— Instructions —
1. Revise the Knives Out review, starting at "A very welcome" and ending at "into dumb false-leads.", so that "nurse" takes the place of "medical carer".
2. According to the Knives Out review, who plays the family's snobbish slacker son?
3. Write the next part of the Knives Out review, picking up after its final sentence.

— Passage shown —
- - -

A very welcome return-to-form whodunit, Knives Out starts off on a typical suicide case of a renowned author which may or may not have been, as our main detectives uncover underlying tensions the man had with his family in their business. Now an investigator Daniel Craig with the heftiest southern accent an Englishman can seduce leads a trail down the family line suspects to open any loose ends, centring his judgements solely around a family birthday party the night before, which gets revisited through different characters’ recalled actions in that night throughout the film. Most interesting of them is the dead author’s young medical carer, with a most ingenious plotline of her inability to lie due to an instant vomiting reaction when she tries. This is played to maximum effect when she tries to cover up some questionable acts by swerving around dishonesty into dumb false-leads.
Knives Out’s main narrative is compactly tight as any detective trope should but retains a unique style by exploring vintage high-class lifestyles surrounding a respected manor in a present-day society, filled with top-notch performances from well-recognised faces and a screenplay by Rian Johnson, who proves constrained singular character-driven plots are his area of comfort compared to his bitterly lacklustre handling of a franchise with millennia of subplots oozing from every pore (Last Jedi). As someone who rarely sees Daniel Craig as more than an alpha male handgun-gripping Bond performer, seeing him purely dedicate himself to a role of a wide-eyed Southern detective was a delight, slipping many quirky remarks into his investigative exposition much to the bewilderment of the surrounding suspects as to the audience. ‘What is this KFC CSI?’ being a particularly memorable summary from the family’s snobbish slacker son, played on equally surprising new acting grounds by Chris Evans. Unlike Craig, the man’s career has been painted red, white and blue all-over by blockbuster superhero bonanza and to see him eagerly switch to more cultivated narrative roles is one of the best career shifts of recent actors, playing off psychologically-manipulative and uncaringly provocative in one loathsome character remarkably.

- - -

— Supplied entries —
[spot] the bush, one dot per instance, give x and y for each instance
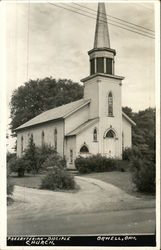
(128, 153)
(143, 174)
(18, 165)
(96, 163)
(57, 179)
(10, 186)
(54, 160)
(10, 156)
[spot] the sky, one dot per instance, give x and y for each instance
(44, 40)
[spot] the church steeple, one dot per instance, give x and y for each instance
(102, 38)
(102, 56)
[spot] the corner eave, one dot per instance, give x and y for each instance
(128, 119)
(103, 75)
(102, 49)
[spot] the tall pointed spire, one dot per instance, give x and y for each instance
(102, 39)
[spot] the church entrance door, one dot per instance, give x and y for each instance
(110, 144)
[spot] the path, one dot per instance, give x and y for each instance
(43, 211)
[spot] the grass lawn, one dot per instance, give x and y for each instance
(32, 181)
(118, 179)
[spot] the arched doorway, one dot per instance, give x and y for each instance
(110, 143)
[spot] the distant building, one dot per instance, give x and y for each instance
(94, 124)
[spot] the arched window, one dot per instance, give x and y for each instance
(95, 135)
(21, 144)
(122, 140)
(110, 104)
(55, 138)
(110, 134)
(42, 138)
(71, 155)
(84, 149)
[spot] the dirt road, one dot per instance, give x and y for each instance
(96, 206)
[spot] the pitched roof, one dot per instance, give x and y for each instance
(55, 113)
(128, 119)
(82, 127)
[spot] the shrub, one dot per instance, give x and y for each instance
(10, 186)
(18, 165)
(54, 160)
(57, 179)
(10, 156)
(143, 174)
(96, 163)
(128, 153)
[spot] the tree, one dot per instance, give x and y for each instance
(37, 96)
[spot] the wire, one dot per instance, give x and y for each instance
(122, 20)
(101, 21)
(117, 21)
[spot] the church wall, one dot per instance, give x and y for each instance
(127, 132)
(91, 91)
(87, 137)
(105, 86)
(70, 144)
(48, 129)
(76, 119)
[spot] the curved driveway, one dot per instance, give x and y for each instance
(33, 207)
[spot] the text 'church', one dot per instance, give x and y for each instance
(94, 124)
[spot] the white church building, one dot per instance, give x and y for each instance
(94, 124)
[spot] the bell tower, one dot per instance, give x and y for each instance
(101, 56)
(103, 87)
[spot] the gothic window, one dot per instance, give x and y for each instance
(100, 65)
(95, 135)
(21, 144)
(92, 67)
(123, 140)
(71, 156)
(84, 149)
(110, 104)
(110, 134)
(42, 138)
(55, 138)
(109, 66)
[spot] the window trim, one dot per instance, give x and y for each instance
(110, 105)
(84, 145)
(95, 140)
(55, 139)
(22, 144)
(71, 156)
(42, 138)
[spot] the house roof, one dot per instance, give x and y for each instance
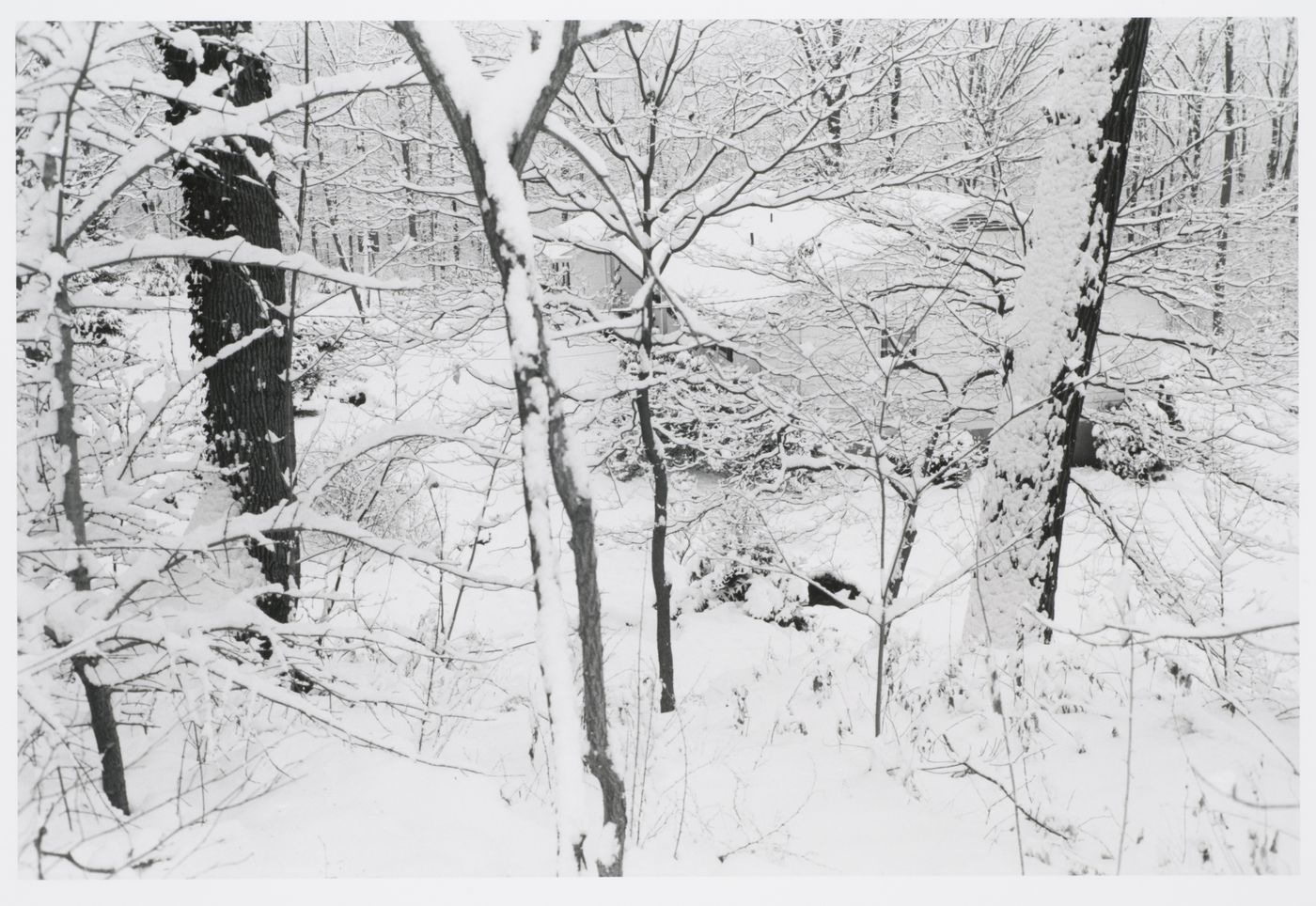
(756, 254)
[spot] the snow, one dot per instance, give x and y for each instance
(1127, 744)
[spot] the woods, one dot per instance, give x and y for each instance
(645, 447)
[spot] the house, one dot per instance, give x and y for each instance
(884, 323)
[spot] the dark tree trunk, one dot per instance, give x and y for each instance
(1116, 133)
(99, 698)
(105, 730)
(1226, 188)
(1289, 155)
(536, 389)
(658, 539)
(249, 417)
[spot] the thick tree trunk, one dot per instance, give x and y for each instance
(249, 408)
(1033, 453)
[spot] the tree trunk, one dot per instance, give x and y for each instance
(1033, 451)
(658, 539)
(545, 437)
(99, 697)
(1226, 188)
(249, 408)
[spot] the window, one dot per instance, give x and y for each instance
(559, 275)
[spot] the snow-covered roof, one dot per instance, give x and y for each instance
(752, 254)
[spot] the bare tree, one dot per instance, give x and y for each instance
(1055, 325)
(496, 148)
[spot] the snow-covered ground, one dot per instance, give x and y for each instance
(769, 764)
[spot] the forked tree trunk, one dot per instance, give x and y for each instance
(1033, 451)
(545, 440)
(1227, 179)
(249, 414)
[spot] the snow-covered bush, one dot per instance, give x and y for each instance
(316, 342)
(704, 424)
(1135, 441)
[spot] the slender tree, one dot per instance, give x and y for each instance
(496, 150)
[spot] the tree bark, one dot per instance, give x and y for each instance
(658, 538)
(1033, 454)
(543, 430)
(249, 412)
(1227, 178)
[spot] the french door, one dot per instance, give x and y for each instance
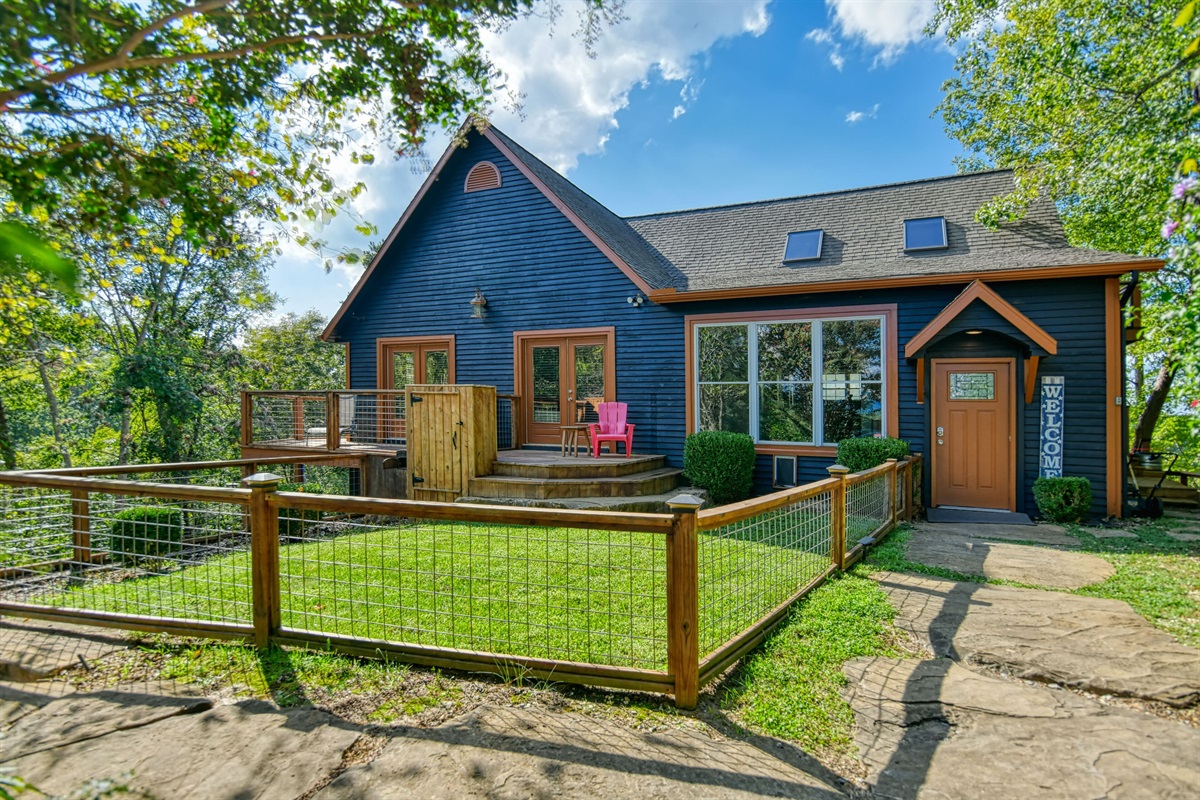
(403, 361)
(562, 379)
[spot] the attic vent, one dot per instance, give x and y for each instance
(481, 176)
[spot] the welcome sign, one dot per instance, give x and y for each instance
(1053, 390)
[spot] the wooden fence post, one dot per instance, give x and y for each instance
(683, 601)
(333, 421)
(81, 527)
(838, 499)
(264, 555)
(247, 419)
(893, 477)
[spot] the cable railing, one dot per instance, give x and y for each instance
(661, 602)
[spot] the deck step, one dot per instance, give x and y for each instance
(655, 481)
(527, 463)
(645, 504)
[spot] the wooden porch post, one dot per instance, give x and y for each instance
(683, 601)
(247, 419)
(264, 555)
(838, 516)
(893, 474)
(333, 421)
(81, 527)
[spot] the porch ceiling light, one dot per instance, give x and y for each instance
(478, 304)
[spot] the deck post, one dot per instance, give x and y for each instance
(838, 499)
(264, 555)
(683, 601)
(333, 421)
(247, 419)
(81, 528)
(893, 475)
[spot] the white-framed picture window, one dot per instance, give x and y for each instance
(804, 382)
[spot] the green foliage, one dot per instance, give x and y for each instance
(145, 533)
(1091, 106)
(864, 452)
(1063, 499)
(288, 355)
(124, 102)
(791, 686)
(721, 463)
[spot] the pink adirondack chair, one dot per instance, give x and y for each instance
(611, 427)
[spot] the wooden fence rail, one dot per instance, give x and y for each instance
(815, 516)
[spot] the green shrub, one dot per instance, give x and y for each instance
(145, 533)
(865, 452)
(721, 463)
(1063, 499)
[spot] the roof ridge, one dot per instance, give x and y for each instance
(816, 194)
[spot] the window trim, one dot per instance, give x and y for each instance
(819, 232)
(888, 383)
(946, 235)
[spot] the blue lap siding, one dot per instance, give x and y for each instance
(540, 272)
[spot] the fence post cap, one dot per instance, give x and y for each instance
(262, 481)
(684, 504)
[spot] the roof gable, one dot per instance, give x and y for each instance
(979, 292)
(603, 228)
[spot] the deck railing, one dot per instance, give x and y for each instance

- - -

— Expected outputs —
1.
A very welcome return-to-form whodunit, Knives Out starts off on a typical suicide case of a renowned author which may or may not have been, as our main detectives uncover underlying tensions the man had with his family in their business. Now an investigator Daniel Craig with the heftiest southern accent an Englishman can seduce leads a trail down the family line suspects to open any loose ends, centring his judgements solely around a family birthday party the night before, which gets revisited through different characters’ recalled actions in that night throughout the film. Most interesting of them is the dead author’s young nurse, with a most ingenious plotline of her inability to lie due to an instant vomiting reaction when she tries. This is played to maximum effect when she tries to cover up some questionable acts by swerving around dishonesty into dumb false-leads.

2. Chris Evans

3.
But as memorable as characters can be, the detective trope is but a crusty shell without the right pacing and multiple careful choices in narrative swerve to work off exhilarating tension and lightning-frantic ambiguity at every character move and crime scene mark. Thankfully, Knives Out’s narrative intertwining and use of character-miscommunication is a fine wine homage to golden age Agatha Christie stories and keeps a right balance of modernised drama and classic magnifying-glass-trawling vintage homage for you to eagerly examine each action at a different angle until it inevitably hits you that you should’ve looked at it ‘that’ way. A good level of effective, convenient humour is also balanced with concrete friction with pupil-swerving paranoia to shape each character well behind their remarkable personas, making Knives Out a fantastic comedy-drama.
But a detail I found rather oddly surreal was the film’s rather hefty casual use of smartphones, which are hardly used in general film, especially in a whodunit set amongst an old traditional family in a countryside mansion. This builds a cleverly ambiguous way of seeing these characters, who could be using their casual passive devices as a shielding method of intentionally seeming unimportant or are simply being their everyday swiping selves. This is a new, well-utilised way of obscuring suspicion in the observer, and is just one of many ways Knives Out staples itself as a delightfully refreshing film full of top-notch performances and a chilling surrounding narrative with enough engagingly possible loopholes to attach all of Jeremy Clarkson’s car keys.